WRITTEN INSTRUCTION:
Rewrite all of the data below as a Markdown table with two columns, Row and Line. Give each non-blank line its own numbered row and leave out blank lines.
#####
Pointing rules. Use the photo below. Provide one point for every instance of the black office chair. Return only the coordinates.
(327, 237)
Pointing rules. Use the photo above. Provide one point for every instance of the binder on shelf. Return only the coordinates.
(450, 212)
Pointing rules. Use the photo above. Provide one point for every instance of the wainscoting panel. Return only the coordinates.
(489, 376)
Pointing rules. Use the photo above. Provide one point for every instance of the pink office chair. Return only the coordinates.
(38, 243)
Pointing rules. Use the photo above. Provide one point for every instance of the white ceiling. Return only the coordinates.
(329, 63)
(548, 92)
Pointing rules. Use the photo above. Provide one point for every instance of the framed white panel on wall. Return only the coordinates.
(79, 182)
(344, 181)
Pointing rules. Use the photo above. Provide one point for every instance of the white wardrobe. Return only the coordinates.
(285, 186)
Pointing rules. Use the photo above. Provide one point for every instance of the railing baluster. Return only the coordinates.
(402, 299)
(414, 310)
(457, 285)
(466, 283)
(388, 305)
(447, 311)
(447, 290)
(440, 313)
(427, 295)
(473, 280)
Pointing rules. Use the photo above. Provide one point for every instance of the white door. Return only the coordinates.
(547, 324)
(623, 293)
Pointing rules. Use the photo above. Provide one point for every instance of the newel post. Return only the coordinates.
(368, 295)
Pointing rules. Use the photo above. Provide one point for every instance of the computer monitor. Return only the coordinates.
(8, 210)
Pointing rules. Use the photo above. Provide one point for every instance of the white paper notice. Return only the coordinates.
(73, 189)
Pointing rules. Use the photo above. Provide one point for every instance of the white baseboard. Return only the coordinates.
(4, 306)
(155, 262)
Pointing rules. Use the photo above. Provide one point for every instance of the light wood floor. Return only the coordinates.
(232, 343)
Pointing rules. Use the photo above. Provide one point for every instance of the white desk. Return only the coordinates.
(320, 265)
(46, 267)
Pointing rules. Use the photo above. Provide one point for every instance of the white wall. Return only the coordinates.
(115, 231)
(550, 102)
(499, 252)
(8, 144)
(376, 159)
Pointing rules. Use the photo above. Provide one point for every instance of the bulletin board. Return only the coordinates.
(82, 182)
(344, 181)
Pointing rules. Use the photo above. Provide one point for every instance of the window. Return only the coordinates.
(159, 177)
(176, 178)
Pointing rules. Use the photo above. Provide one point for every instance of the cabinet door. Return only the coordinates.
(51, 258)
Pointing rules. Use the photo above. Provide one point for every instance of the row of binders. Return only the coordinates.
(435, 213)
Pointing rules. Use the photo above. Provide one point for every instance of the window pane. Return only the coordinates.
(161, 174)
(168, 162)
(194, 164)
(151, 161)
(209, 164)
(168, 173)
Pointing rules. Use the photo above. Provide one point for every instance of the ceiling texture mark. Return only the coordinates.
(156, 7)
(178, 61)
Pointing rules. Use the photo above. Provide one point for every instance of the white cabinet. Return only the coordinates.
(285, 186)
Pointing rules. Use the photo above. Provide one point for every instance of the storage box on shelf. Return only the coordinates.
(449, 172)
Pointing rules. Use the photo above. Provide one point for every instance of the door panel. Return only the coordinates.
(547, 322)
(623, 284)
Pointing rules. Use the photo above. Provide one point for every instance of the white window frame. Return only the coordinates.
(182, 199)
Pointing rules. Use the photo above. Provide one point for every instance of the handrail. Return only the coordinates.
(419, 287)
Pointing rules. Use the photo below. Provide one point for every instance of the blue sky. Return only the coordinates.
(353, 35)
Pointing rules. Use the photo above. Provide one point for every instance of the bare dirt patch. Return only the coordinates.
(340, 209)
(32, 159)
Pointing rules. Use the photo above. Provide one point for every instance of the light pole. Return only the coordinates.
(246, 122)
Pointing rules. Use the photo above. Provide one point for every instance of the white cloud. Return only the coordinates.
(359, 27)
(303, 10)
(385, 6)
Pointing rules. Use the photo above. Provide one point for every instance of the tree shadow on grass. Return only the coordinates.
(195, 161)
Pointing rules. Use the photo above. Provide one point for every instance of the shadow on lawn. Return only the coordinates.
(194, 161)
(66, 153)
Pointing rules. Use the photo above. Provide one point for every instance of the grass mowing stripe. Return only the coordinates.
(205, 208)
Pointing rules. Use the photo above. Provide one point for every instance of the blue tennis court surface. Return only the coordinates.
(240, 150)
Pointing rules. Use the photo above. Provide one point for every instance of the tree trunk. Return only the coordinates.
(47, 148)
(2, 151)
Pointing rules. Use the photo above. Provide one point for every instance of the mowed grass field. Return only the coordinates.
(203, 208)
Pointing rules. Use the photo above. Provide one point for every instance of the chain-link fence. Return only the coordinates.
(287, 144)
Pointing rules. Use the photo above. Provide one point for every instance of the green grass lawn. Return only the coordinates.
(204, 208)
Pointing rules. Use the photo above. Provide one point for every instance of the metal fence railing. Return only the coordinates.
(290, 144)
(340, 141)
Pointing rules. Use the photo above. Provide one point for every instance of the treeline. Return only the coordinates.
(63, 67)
#####
OUTPUT OF THE EXERCISE:
| Row | Line |
|---|---|
| 1 | Pointing rules. Use the photo below. Provide one point for every instance of the black office chair. Return only the coordinates. |
| 2 | (327, 237) |
| 3 | Pointing rules. Use the photo above. Provide one point for every instance of the binder on shelf. Return only the coordinates. |
| 4 | (450, 212) |
| 5 | Pointing rules. Use the photo above. Provide one point for every instance of the wainscoting panel. Return only the coordinates. |
| 6 | (489, 376) |
| 7 | Pointing rules. Use the photo above. Provide one point for every instance of the pink office chair. Return only the coordinates. |
| 8 | (38, 243) |
| 9 | Pointing rules. Use the photo above. Provide one point for every instance of the white ceiling. Return only the coordinates. |
| 10 | (329, 63) |
| 11 | (548, 92) |
| 12 | Pointing rules. Use the photo above. Provide one point for every instance of the framed white panel on wall. Return only the coordinates. |
| 13 | (79, 182) |
| 14 | (344, 181) |
| 15 | Pointing rules. Use the photo above. Provide one point for every instance of the white wardrobe. Return only the coordinates. |
| 16 | (285, 186) |
| 17 | Pointing rules. Use the photo above. Provide one point for every instance of the railing baluster. Return only the coordinates. |
| 18 | (402, 299) |
| 19 | (414, 310) |
| 20 | (457, 285) |
| 21 | (466, 283) |
| 22 | (388, 305) |
| 23 | (447, 311) |
| 24 | (447, 290) |
| 25 | (440, 313) |
| 26 | (427, 295) |
| 27 | (473, 280) |
| 28 | Pointing rules. Use the photo above. Provide one point for every instance of the white door. Return only the coordinates. |
| 29 | (547, 324) |
| 30 | (623, 293) |
| 31 | Pointing rules. Use the photo above. Provide one point for every instance of the newel post. Return only the coordinates. |
| 32 | (368, 295) |
| 33 | Pointing rules. Use the photo above. Provide one point for every instance of the computer monitor. Return only the coordinates. |
| 34 | (8, 210) |
| 35 | Pointing rules. Use the photo above. Provide one point for every instance of the white paper notice. Return only the coordinates. |
| 36 | (73, 189) |
| 37 | Pointing rules. Use the photo above. Provide one point for every instance of the white baseboard. Return only the coordinates. |
| 38 | (4, 306) |
| 39 | (155, 262) |
| 40 | Pointing rules. Use the photo above. Provide one point for every instance of the light wood floor. Return only the coordinates. |
| 41 | (232, 343) |
| 42 | Pointing rules. Use the photo above. Provide one point for every instance of the white desk. Return only the coordinates. |
| 43 | (320, 265) |
| 44 | (46, 267) |
| 45 | Pointing rules. Use the photo above. Provide one point for every instance of the white wall. Return only the coordinates. |
| 46 | (115, 231) |
| 47 | (550, 102) |
| 48 | (499, 252) |
| 49 | (8, 144) |
| 50 | (376, 159) |
| 51 | Pointing rules. Use the photo above. Provide one point for every instance of the bulletin board. Return only the coordinates. |
| 52 | (82, 182) |
| 53 | (344, 181) |
| 54 | Pointing rules. Use the photo above. Provide one point for every instance of the window. Return only the coordinates. |
| 55 | (159, 177) |
| 56 | (176, 178) |
| 57 | Pointing rules. Use the photo above. Provide one point for every instance of the cabinet door. Return only the coordinates. |
| 58 | (51, 258) |
| 59 | Pointing rules. Use the photo above. Provide one point for every instance of the row of binders. Return only the coordinates. |
| 60 | (435, 213) |
| 61 | Pointing rules. Use the photo above. Provide one point for every instance of the window pane. Return only the coordinates. |
| 62 | (161, 174) |
| 63 | (168, 162) |
| 64 | (194, 164) |
| 65 | (151, 161) |
| 66 | (209, 164) |
| 67 | (168, 173) |
| 68 | Pointing rules. Use the photo above. Provide one point for every instance of the ceiling texture mark. Return only the coordinates. |
| 69 | (156, 7) |
| 70 | (178, 61) |
| 71 | Pointing rules. Use the photo above. Provide one point for every instance of the white cabinet. Return only the coordinates. |
| 72 | (285, 186) |
| 73 | Pointing rules. Use the photo above. Provide one point for every instance of the storage box on shelf. Return only the coordinates. |
| 74 | (449, 172) |
| 75 | Pointing rules. Use the photo above. Provide one point for every instance of the door panel. Return only the coordinates. |
| 76 | (547, 322) |
| 77 | (623, 284) |
| 78 | Pointing rules. Use the photo above. Provide one point for every instance of the white window frame. Return only the coordinates. |
| 79 | (182, 199) |
| 80 | Pointing rules. Use the photo above. Provide one point for every instance of the handrail. Return only the coordinates. |
| 81 | (419, 287) |
| 82 | Pointing rules. Use the photo below. Provide one point for every instance of the blue sky. Return only the coordinates. |
| 83 | (353, 35) |
| 84 | Pointing rules. Use the photo above. Provide one point for every instance of the bare dirt patch. Return only the coordinates. |
| 85 | (340, 209) |
| 86 | (32, 159) |
| 87 | Pointing rules. Use the photo above. Provide one point for every instance of the light pole. Return only the coordinates. |
| 88 | (246, 122) |
| 89 | Pointing rules. Use the photo above. Provide one point for every instance of the white cloud. Return only the coordinates. |
| 90 | (359, 27) |
| 91 | (303, 10) |
| 92 | (385, 6) |
| 93 | Pointing rules. Use the photo above. Provide one point for every instance of the tree shadow on grass. Return only the coordinates. |
| 94 | (195, 161) |
| 95 | Pointing rules. Use the photo above. Provide one point for every instance of the shadow on lawn. Return only the coordinates. |
| 96 | (194, 161) |
| 97 | (66, 153) |
| 98 | Pointing rules. Use the photo above. Provide one point for every instance of the grass mowing stripe. Return only the coordinates. |
| 99 | (205, 208) |
| 100 | Pointing rules. Use the photo above. Provide one point for every instance of the blue tennis court surface. Return only the coordinates. |
| 101 | (240, 150) |
| 102 | Pointing rules. Use the photo above. Provide one point for every instance of the tree trunk. Return only the coordinates. |
| 103 | (47, 148) |
| 104 | (2, 151) |
| 105 | Pointing rules. Use the photo above. Provide one point for every instance of the mowed grass field. Return only the coordinates. |
| 106 | (203, 208) |
| 107 | Pointing rules. Use the photo above. Provide one point for every instance of the chain-link fence. Return only the coordinates. |
| 108 | (287, 144) |
| 109 | Pointing rules. Use the photo above. Provide one point for every instance of the green grass lawn. Return only the coordinates. |
| 110 | (204, 208) |
| 111 | Pointing rules. Use the photo above. Provide one point for every instance of the metal fence railing. Return only the coordinates. |
| 112 | (290, 144) |
| 113 | (340, 141) |
| 114 | Pointing rules. Use the photo above. Provide one point for every instance of the treeline. Return only the coordinates. |
| 115 | (63, 67) |